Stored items
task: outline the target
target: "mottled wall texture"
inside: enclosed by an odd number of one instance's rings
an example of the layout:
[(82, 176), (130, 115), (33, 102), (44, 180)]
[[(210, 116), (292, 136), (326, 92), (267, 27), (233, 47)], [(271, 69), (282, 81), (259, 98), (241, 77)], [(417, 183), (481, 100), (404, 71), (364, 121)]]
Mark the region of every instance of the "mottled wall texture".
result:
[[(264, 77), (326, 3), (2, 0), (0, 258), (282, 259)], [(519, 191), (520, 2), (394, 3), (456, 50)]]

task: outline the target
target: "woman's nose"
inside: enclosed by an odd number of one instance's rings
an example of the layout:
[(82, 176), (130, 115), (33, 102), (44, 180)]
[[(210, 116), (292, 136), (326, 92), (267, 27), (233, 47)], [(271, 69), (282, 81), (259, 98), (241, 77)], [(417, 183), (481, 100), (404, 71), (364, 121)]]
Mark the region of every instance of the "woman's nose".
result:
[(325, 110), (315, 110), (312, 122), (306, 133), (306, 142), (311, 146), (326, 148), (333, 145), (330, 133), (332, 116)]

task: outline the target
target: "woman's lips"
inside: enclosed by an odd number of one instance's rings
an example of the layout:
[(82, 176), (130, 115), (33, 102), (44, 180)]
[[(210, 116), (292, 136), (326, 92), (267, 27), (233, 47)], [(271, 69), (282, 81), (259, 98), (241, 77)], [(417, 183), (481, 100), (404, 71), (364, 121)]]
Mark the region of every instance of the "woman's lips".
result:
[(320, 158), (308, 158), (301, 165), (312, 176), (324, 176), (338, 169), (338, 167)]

→ Given problem:
Can you turn the data above into a JSON list of strings, with one string per line and blank lines left out?

→ Answer below:
[
  "task: outline the target",
  "target: \"mottled wall texture\"",
  "inside: enclosed by an odd number of one instance's rings",
  "an example of the layout:",
  "[(82, 176), (130, 115), (33, 102), (44, 180)]",
  "[[(210, 116), (292, 136), (326, 92), (267, 27), (233, 47)], [(271, 69), (282, 81), (259, 98), (241, 77)], [(417, 183), (481, 100), (404, 71), (364, 121)]]",
  "Mark the region of every instance of the \"mottled wall texture\".",
  "result:",
  "[[(264, 77), (326, 3), (2, 0), (0, 258), (282, 259)], [(519, 191), (520, 2), (394, 3), (456, 50)]]",
  "task: outline the target",
  "target: \"woman's nose\"",
  "inside: enclosed by an odd number of one instance's rings",
  "an example of the layout:",
  "[(82, 176), (130, 115), (33, 102), (44, 180)]",
  "[[(210, 116), (292, 136), (326, 92), (267, 27), (233, 47)], [(271, 69), (282, 81), (259, 98), (241, 77)], [(417, 183), (481, 100), (404, 71), (364, 121)]]",
  "Mark the region of every instance of the \"woman's nose\".",
  "result:",
  "[(325, 110), (315, 110), (312, 122), (306, 133), (306, 142), (311, 146), (326, 148), (333, 145), (330, 133), (332, 116)]",
  "task: outline the target",
  "target: \"woman's lips\"",
  "inside: enclosed by an odd number of one instance's rings",
  "an example of the layout:",
  "[(82, 176), (130, 115), (33, 102), (44, 180)]",
  "[[(210, 116), (292, 136), (326, 92), (267, 27), (233, 47)], [(271, 69), (282, 81), (259, 98), (241, 77)], [(417, 183), (481, 100), (404, 71), (364, 121)]]",
  "Mark the region of every instance of the \"woman's lips\".",
  "result:",
  "[(320, 158), (308, 158), (301, 165), (312, 176), (324, 176), (338, 169), (338, 167)]"
]